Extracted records
++++
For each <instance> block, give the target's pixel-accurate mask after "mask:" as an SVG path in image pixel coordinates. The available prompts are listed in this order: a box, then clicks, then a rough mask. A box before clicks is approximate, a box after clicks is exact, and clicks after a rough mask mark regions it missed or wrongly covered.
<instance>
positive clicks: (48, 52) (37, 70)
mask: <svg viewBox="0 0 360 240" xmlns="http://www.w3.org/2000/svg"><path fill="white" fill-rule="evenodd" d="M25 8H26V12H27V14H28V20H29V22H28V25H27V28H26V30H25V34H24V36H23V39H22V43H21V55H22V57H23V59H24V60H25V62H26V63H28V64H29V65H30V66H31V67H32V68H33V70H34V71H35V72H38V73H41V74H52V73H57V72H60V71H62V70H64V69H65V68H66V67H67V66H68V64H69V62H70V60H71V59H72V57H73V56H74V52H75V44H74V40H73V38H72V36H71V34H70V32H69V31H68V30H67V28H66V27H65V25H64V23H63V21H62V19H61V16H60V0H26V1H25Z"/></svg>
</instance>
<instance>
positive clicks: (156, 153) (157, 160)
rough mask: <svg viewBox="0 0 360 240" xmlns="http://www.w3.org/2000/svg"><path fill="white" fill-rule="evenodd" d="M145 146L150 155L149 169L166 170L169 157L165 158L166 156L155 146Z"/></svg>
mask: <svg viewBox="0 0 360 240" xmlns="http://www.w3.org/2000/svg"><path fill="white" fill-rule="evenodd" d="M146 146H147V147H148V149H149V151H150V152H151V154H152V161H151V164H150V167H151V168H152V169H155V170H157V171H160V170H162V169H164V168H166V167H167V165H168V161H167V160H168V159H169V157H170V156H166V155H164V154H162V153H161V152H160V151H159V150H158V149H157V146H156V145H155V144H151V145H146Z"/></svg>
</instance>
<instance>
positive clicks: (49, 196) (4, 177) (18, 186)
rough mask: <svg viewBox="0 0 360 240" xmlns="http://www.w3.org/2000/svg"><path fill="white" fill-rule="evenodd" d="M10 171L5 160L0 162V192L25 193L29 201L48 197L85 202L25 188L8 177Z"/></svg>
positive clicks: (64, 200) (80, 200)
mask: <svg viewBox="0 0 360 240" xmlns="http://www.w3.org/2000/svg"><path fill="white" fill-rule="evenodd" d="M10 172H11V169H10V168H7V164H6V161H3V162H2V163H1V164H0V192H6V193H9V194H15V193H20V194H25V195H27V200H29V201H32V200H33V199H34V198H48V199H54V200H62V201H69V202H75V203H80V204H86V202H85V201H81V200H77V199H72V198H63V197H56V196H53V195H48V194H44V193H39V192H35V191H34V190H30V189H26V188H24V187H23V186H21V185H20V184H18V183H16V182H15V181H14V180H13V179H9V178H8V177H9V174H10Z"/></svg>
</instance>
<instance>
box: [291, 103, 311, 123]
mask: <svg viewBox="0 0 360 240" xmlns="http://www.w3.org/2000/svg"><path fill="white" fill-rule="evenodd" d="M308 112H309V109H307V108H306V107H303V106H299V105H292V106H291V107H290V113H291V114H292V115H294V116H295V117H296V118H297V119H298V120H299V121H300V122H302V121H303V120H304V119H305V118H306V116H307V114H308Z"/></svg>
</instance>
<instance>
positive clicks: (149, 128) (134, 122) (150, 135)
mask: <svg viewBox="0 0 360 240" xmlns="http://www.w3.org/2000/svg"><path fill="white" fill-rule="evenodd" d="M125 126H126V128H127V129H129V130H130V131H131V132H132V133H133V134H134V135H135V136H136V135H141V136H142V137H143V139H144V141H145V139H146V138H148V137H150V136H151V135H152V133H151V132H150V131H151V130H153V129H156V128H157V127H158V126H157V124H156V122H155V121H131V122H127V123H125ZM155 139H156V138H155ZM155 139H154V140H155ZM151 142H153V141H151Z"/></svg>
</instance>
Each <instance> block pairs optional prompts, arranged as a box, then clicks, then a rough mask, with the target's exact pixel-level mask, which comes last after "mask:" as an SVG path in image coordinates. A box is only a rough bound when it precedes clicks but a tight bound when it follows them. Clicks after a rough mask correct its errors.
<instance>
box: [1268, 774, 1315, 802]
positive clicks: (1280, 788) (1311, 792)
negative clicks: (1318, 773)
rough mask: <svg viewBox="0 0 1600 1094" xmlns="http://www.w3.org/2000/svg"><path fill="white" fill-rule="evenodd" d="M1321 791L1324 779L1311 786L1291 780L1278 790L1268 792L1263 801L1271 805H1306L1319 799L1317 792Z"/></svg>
++++
:: TASK ITEM ::
All lines from the beginning of the entries through the line marked "171L5 160L0 162V192L25" are to be output exactly; nothing else belongs in the answer.

:: FINISHED TASK ::
For each <instance> block, give the target's pixel-accurate mask after "mask:" as an SVG path in image pixel coordinates. The available prompts are listed in this order: a box, then clicks, then a rough mask. A box before clicks is approximate, a box after clicks is exact, and clicks after a rough mask mark regions it missed or wrongly covered.
<instance>
positive clicks: (48, 52) (37, 70)
mask: <svg viewBox="0 0 360 240" xmlns="http://www.w3.org/2000/svg"><path fill="white" fill-rule="evenodd" d="M25 8H26V12H27V14H28V20H29V22H28V25H27V28H26V30H25V34H24V36H23V39H22V43H21V55H22V57H23V59H24V60H25V62H26V63H28V64H29V65H30V66H31V67H32V68H33V70H34V71H35V72H38V73H41V74H52V73H57V72H60V71H62V70H64V69H65V68H66V67H67V66H68V64H69V62H70V60H71V59H72V57H73V56H74V52H75V44H74V40H73V38H72V36H71V34H70V32H69V31H68V30H67V28H66V27H65V25H64V23H63V21H62V19H61V16H60V0H26V1H25Z"/></svg>
</instance>
<instance>
positive clicks: (156, 153) (157, 160)
rough mask: <svg viewBox="0 0 360 240" xmlns="http://www.w3.org/2000/svg"><path fill="white" fill-rule="evenodd" d="M145 146L150 155L149 169L166 170L169 157L165 158L166 156L155 146Z"/></svg>
mask: <svg viewBox="0 0 360 240" xmlns="http://www.w3.org/2000/svg"><path fill="white" fill-rule="evenodd" d="M146 146H147V147H148V149H149V151H150V152H151V154H152V161H151V164H150V167H151V168H152V169H155V170H157V171H160V170H162V169H164V168H166V167H167V165H168V161H167V160H168V159H169V157H170V156H166V155H164V154H162V153H161V152H160V151H159V150H158V149H157V146H156V145H155V144H151V145H146Z"/></svg>
</instance>
<instance>
positive clicks: (49, 196) (4, 177) (18, 186)
rough mask: <svg viewBox="0 0 360 240" xmlns="http://www.w3.org/2000/svg"><path fill="white" fill-rule="evenodd" d="M10 171L5 160L0 162V192L25 193L29 201L48 197L85 202L25 188L8 177Z"/></svg>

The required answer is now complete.